APA Group distributes political propaganda written by its president, Toshio Motoya, a strong supporter of revisionist historical views aligned with those of Japan's far-right. For example, in a series of interviews published online from APA Group's magazine Apple Town, Motoya referred to Japanese aggression, the Nanking Massacre, and the sex slavery of comfort women as "fabricated stories created to dishonor Japan" he claimed that having spoken to many important figures in the 81 countries he has visited and to many ambassadors to Japan that "not a single person believes in things such as the Nanking Massacre or comfort women story..." Such views are known to create negative feelings in neighboring countries such as China and Korea. These publications are widely distributed in APA Hotels. In addition, Motoya disclosed in his books that he plans to give maximum support to the Abe administration to rebuke China and Korea on these historical issues. Some Chinese tourist organizations are boycotting the chain.

The Chinese foreign ministry spokeswoman Hua Chunying stated that the China National Tourism Administration has requested to all Chinese companies and websites to not conduct business with APA, and for people to not go to their hotels, she said "China is willing to have friendly interactions with Japan, but will never tolerate flagrant provocations distorting the history and offending the Chinese people."

Coordinate labeling data:
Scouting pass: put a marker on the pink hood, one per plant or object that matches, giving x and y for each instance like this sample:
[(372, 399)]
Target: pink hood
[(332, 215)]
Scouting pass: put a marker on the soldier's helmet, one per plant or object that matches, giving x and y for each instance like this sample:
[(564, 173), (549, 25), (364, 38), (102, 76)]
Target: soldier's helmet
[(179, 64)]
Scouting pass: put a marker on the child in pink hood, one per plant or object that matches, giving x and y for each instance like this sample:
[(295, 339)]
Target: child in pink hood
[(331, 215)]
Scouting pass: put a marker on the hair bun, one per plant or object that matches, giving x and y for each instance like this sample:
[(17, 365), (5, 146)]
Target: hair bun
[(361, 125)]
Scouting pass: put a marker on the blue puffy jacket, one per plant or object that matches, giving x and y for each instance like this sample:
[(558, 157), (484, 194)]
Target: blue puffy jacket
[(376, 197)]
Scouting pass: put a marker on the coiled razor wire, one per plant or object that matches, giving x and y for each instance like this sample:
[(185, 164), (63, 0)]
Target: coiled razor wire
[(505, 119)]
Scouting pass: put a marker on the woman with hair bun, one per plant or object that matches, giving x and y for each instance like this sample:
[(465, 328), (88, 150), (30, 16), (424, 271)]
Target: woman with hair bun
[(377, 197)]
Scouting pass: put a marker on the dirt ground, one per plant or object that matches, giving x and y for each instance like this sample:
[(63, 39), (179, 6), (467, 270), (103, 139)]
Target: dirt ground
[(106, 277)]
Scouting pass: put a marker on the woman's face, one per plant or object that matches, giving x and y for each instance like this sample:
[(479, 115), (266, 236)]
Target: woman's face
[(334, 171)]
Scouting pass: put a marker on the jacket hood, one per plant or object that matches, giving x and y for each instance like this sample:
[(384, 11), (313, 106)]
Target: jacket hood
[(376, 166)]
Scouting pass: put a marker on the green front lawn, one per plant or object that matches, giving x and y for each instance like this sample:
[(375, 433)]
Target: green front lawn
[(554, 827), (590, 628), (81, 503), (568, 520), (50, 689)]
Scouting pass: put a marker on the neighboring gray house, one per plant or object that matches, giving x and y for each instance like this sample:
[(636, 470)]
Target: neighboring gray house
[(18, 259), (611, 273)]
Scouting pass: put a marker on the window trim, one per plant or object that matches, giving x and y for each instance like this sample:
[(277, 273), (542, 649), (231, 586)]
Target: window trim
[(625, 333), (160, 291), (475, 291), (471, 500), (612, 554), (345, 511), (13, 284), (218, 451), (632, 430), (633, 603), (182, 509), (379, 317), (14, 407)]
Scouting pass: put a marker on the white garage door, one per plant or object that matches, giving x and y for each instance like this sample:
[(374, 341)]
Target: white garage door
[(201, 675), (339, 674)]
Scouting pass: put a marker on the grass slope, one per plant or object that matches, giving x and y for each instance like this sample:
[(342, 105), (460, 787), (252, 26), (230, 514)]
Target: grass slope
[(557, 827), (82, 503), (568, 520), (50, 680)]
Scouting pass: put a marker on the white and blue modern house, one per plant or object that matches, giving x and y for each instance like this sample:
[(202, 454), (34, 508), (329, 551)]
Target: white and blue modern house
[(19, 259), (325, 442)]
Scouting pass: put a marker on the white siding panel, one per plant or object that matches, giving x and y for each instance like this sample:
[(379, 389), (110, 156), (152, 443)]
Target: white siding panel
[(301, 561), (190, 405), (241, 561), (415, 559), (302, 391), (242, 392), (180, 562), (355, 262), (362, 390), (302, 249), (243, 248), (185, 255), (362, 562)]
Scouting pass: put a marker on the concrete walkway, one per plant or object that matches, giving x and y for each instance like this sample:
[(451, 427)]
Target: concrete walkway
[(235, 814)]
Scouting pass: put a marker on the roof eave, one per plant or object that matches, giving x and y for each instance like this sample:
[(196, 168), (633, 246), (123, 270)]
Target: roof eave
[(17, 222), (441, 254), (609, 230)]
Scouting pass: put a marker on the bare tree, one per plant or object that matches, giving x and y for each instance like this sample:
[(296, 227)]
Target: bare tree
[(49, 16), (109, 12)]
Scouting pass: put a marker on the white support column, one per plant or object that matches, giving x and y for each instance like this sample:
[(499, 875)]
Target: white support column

EXERCISE: Copy the APA Group passage above in full, word for word.

ANSWER TO THIS TASK:
APA Group distributes political propaganda written by its president, Toshio Motoya, a strong supporter of revisionist historical views aligned with those of Japan's far-right. For example, in a series of interviews published online from APA Group's magazine Apple Town, Motoya referred to Japanese aggression, the Nanking Massacre, and the sex slavery of comfort women as "fabricated stories created to dishonor Japan" he claimed that having spoken to many important figures in the 81 countries he has visited and to many ambassadors to Japan that "not a single person believes in things such as the Nanking Massacre or comfort women story..." Such views are known to create negative feelings in neighboring countries such as China and Korea. These publications are widely distributed in APA Hotels. In addition, Motoya disclosed in his books that he plans to give maximum support to the Abe administration to rebuke China and Korea on these historical issues. Some Chinese tourist organizations are boycotting the chain.

The Chinese foreign ministry spokeswoman Hua Chunying stated that the China National Tourism Administration has requested to all Chinese companies and websites to not conduct business with APA, and for people to not go to their hotels, she said "China is willing to have friendly interactions with Japan, but will never tolerate flagrant provocations distorting the history and offending the Chinese people."